→ **Exercise requirements**:
[1] Please rewrite the part of the article on customer involvement that opens with the words containing "The first is" and closes with "get their feedback?", substituting "participatory design" for "Co-design".
[2] Resume the article on customer involvement after its final sentence and carry it forward.

Document segment start

Part III: Are you involving your customer from the get-go?
This article is the third of a series of three articles.
The first is published here: https://www.claritergroup.com/measuring-customer-engagement-and-customer-experience/ and the second is published here: https://www.claritergroup.com/customer-centric-future-without-customer-involvement-part-2/
In the last article, we discussed the Co-design approach and how it is possible to involve users, customers, relevant stakeholders, and businesses to get the best result in all the processes of a project. A question remains: if companies want to genuinely involve their customers, how can they interact directly with the real end-users and get their feedback?
Customers’ feedback is extremely valuable; knowing what is on your customers’ minds gives insights for the creation of the best Experiences possible. Listening to customer feedback is relevant to adjust how your business satisfies customers’ needs more successfully. While Customers are clear about what they want, other methods like educated guesses or hypothesis testing might not be as efficient.

Document segment end
Data provided start

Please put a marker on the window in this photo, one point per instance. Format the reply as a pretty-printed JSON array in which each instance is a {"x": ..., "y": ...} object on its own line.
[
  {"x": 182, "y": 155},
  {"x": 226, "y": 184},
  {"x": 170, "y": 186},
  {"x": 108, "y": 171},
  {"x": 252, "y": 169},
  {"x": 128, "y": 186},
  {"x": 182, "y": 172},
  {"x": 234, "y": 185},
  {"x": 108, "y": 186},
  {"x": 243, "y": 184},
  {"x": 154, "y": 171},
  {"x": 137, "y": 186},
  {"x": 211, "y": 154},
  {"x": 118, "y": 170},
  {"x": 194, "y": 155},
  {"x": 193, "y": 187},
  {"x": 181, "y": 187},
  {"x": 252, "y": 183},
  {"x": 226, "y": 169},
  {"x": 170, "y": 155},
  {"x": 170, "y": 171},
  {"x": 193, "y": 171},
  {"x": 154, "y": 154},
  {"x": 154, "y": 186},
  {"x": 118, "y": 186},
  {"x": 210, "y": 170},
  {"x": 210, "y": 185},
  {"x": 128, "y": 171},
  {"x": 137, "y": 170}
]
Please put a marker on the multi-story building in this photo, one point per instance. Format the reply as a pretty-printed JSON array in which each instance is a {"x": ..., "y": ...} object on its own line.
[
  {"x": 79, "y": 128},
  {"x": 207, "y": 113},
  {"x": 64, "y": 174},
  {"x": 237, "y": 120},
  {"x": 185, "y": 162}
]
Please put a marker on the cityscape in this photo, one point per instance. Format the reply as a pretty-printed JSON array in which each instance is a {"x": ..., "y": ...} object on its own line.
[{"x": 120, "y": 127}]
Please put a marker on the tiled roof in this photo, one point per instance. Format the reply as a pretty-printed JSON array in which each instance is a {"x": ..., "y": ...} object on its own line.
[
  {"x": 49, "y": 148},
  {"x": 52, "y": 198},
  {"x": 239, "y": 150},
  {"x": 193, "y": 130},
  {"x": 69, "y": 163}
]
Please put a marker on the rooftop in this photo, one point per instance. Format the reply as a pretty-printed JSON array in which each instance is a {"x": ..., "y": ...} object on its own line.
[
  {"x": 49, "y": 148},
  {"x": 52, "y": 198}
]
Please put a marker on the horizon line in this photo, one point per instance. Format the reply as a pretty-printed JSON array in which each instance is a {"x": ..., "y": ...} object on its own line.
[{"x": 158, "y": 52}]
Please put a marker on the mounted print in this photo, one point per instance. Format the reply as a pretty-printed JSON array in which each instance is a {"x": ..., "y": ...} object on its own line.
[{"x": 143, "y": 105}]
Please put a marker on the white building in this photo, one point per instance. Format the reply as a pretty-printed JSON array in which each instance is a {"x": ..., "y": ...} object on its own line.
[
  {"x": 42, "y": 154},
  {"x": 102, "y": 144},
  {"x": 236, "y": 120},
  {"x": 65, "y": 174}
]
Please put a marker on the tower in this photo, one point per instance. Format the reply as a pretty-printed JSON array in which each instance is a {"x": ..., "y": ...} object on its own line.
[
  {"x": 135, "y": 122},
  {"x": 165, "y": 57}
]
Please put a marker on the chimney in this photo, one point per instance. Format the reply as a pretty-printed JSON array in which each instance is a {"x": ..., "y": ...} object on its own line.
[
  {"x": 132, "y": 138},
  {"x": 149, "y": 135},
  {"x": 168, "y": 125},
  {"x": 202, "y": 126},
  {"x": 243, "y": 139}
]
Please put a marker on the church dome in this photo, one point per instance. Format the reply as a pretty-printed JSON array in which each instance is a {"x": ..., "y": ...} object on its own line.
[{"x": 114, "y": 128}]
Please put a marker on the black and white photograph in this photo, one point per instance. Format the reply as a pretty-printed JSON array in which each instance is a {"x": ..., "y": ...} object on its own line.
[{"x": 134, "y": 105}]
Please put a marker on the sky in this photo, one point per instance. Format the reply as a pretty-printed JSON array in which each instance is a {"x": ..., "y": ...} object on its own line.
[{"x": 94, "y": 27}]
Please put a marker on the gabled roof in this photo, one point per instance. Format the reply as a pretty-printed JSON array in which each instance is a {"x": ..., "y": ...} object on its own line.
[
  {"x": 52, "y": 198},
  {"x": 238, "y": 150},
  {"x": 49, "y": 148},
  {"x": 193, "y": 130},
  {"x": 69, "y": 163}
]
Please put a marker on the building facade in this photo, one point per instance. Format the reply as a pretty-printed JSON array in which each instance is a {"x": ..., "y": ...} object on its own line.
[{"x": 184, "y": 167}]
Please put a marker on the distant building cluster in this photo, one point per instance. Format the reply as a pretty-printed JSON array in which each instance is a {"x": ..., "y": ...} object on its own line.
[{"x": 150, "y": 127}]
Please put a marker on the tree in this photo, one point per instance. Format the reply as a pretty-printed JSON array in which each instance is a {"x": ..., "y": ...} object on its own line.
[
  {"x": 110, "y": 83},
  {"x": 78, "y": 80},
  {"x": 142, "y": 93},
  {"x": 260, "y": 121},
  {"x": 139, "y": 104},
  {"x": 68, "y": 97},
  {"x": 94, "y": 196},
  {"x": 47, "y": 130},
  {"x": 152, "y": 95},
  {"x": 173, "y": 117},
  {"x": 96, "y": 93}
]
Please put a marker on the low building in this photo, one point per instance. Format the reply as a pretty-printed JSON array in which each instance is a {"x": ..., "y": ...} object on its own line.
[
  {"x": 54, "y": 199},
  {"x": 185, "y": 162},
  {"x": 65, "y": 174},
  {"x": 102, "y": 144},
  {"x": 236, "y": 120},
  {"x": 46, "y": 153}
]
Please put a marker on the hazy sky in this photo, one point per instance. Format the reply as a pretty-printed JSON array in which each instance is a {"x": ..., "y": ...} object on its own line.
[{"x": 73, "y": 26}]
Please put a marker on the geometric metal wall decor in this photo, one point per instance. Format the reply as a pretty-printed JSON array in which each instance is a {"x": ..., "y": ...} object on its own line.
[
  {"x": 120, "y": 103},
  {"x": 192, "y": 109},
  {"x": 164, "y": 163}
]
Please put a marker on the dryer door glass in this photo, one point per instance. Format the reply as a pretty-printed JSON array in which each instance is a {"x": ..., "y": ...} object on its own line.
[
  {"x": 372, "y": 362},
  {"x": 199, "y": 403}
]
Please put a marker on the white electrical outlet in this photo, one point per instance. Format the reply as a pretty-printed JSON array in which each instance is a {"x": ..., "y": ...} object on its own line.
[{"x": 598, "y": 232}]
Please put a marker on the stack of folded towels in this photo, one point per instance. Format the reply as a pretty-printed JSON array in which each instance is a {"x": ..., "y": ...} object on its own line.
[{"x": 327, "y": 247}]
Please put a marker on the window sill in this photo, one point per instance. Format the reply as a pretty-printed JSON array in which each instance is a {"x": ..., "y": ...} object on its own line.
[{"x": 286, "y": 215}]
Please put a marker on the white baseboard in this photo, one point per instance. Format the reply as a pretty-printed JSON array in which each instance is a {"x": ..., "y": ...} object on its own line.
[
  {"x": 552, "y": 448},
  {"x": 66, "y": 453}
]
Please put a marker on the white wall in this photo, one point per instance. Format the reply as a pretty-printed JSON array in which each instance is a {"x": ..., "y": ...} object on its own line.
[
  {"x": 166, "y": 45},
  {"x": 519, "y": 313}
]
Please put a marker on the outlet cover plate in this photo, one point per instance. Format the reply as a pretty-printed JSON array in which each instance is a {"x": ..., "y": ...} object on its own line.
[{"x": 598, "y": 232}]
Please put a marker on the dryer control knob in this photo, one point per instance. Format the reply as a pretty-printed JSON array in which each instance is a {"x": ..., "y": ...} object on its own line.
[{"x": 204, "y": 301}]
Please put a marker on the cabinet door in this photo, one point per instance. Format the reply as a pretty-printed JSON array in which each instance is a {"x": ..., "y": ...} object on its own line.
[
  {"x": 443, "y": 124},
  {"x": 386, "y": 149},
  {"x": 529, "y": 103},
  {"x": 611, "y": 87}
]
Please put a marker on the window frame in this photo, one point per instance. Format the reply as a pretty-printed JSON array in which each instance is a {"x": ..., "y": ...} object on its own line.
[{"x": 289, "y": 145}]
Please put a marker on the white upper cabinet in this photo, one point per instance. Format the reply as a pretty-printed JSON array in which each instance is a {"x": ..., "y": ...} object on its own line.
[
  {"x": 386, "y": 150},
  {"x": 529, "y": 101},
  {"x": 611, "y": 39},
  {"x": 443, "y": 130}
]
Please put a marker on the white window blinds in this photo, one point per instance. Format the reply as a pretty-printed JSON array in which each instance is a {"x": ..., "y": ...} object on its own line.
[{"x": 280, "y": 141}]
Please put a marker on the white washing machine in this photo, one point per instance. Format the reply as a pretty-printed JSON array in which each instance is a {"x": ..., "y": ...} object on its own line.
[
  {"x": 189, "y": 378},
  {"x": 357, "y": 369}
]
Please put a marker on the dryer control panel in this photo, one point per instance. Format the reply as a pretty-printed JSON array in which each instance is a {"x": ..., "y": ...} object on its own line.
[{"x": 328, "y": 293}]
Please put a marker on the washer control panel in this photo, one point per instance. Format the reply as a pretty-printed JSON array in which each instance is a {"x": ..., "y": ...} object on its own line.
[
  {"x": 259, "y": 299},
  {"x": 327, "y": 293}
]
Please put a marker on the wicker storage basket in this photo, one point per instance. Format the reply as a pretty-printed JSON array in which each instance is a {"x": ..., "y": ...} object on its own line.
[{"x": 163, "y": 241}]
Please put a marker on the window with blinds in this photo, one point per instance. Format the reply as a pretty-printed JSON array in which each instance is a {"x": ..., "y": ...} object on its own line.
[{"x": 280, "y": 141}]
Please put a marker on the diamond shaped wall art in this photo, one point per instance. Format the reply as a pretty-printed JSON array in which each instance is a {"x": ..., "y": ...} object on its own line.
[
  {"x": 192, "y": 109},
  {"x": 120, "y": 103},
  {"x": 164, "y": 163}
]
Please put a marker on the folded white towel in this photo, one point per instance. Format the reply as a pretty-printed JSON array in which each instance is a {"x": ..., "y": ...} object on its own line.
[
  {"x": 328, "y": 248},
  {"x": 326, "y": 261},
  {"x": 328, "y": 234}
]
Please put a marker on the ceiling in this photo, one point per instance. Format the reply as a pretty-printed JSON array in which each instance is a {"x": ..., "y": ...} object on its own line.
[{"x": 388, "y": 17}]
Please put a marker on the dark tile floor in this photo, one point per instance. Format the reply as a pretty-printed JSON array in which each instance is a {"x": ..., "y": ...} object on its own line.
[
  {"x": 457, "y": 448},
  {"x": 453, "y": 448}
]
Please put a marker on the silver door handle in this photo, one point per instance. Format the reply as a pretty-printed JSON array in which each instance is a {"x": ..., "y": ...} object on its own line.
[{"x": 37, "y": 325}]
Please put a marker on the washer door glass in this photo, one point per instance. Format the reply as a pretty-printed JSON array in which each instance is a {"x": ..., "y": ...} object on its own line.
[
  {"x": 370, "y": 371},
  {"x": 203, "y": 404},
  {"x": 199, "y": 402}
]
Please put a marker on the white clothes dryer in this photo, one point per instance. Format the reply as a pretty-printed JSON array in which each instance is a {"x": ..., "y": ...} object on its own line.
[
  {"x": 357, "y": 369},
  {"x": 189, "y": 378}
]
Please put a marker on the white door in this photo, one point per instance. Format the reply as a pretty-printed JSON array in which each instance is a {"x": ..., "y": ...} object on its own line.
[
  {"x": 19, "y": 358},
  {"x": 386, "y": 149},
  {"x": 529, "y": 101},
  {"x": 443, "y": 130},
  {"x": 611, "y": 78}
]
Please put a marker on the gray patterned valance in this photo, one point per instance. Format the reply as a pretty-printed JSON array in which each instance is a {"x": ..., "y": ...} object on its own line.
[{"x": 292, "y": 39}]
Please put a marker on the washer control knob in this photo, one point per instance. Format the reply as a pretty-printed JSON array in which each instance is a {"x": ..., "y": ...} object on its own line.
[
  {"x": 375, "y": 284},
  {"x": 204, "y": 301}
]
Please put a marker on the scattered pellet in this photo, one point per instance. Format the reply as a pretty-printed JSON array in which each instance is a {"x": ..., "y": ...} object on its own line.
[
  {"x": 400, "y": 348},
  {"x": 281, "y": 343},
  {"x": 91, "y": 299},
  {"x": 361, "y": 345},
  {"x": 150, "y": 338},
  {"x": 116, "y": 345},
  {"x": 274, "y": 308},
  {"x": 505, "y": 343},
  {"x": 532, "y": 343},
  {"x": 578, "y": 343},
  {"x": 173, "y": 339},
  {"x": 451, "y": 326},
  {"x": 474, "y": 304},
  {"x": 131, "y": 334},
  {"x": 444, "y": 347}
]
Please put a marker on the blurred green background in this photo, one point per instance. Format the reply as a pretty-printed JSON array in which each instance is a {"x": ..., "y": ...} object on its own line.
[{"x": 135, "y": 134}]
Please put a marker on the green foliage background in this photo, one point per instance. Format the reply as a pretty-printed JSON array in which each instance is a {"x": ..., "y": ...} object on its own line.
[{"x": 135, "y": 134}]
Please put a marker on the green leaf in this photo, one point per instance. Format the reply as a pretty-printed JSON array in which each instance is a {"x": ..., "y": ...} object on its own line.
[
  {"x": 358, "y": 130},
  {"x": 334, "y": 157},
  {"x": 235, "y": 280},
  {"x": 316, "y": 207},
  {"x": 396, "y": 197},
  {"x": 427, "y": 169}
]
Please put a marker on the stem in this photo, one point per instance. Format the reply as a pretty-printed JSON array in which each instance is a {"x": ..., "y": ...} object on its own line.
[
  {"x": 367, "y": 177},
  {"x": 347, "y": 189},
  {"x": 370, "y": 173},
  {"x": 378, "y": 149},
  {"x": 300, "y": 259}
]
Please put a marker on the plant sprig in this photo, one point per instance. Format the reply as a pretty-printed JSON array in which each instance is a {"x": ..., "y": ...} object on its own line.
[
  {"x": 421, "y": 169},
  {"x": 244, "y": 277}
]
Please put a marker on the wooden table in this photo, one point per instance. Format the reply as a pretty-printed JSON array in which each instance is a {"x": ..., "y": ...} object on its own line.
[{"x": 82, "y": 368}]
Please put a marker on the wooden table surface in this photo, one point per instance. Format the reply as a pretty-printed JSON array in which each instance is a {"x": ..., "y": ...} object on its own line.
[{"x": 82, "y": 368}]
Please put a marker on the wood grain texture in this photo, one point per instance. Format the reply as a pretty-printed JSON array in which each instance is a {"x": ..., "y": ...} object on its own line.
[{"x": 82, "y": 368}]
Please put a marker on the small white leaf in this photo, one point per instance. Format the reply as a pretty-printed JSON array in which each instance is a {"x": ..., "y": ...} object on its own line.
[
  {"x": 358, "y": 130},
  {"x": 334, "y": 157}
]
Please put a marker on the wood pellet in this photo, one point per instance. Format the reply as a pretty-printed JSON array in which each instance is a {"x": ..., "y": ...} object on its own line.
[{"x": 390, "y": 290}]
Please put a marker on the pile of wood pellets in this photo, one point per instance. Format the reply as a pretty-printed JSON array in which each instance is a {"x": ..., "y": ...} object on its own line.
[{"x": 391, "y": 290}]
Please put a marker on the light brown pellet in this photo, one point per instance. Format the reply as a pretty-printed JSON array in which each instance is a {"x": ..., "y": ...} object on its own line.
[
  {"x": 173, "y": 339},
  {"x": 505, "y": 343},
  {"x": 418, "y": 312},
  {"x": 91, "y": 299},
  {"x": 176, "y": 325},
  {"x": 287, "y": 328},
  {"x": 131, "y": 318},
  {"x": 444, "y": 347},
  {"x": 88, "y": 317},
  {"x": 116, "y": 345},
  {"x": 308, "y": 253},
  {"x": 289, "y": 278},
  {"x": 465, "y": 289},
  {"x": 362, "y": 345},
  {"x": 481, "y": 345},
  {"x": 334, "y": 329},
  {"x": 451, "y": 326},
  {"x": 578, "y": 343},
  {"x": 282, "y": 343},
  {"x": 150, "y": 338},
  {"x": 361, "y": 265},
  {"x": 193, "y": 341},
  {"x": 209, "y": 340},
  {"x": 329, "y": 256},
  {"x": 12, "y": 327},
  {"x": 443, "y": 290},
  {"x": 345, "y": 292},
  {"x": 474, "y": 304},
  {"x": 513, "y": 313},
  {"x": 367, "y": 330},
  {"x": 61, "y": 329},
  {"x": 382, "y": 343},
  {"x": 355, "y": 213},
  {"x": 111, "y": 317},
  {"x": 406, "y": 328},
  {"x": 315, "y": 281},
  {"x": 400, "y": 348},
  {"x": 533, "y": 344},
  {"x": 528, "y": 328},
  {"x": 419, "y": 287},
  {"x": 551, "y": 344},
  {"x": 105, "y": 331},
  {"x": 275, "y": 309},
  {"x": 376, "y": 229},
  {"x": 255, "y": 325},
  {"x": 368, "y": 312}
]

Data provided end

→ **The responses**:
[1]
The first is published here: https://www.claritergroup.com/measuring-customer-engagement-and-customer-experience/ and the second is published here: https://www.claritergroup.com/customer-centric-future-without-customer-involvement-part-2/
In the last article, we discussed the participatory design approach and how it is possible to involve users, customers, relevant stakeholders, and businesses to get the best result in all the processes of a project. A question remains: if companies want to genuinely involve their customers, how can they interact directly with the real end-users and get their feedback?

[2]
There is no doubt that businesses understand that involving their customers in innovation helps them to learn which new products and services will be successful. For instance, many Startups are already involving customers in the process of developing new businesses or products, to early model the chances of positive market acceptance.
We can refer to the Lean Startup philosophy, where the goal is developing services and products at shorter product development cycles, and rapidly discover if a proposed business model is viable or not. This is achieved by adopting a combination of business hypothesis-oriented experimentation, iterative product releases, and validated learning and evolution. The core component of the Lean Startup approach is the feedback loop. This becomes very important as listening, learning, improving, testing, and asking for feedback again, creates a virtuous loop where meeting Customer expectations is the ultimate target.
“The Lean Startup provides a scientific approach to creating and managing startups and get a desired product to customers’ hands faster. The Lean Startup method teaches you how to drive a startup – how to steer, when to turn, and when to persevere – and grow a business with maximum acceleration. It is a principled approach to new product development.” – Eric Ries.
Getting business feedback refers to the process of acquiring a customer’s opinion about a company, product, or service. The best way to push a brand is undoubtedly by listening to customers.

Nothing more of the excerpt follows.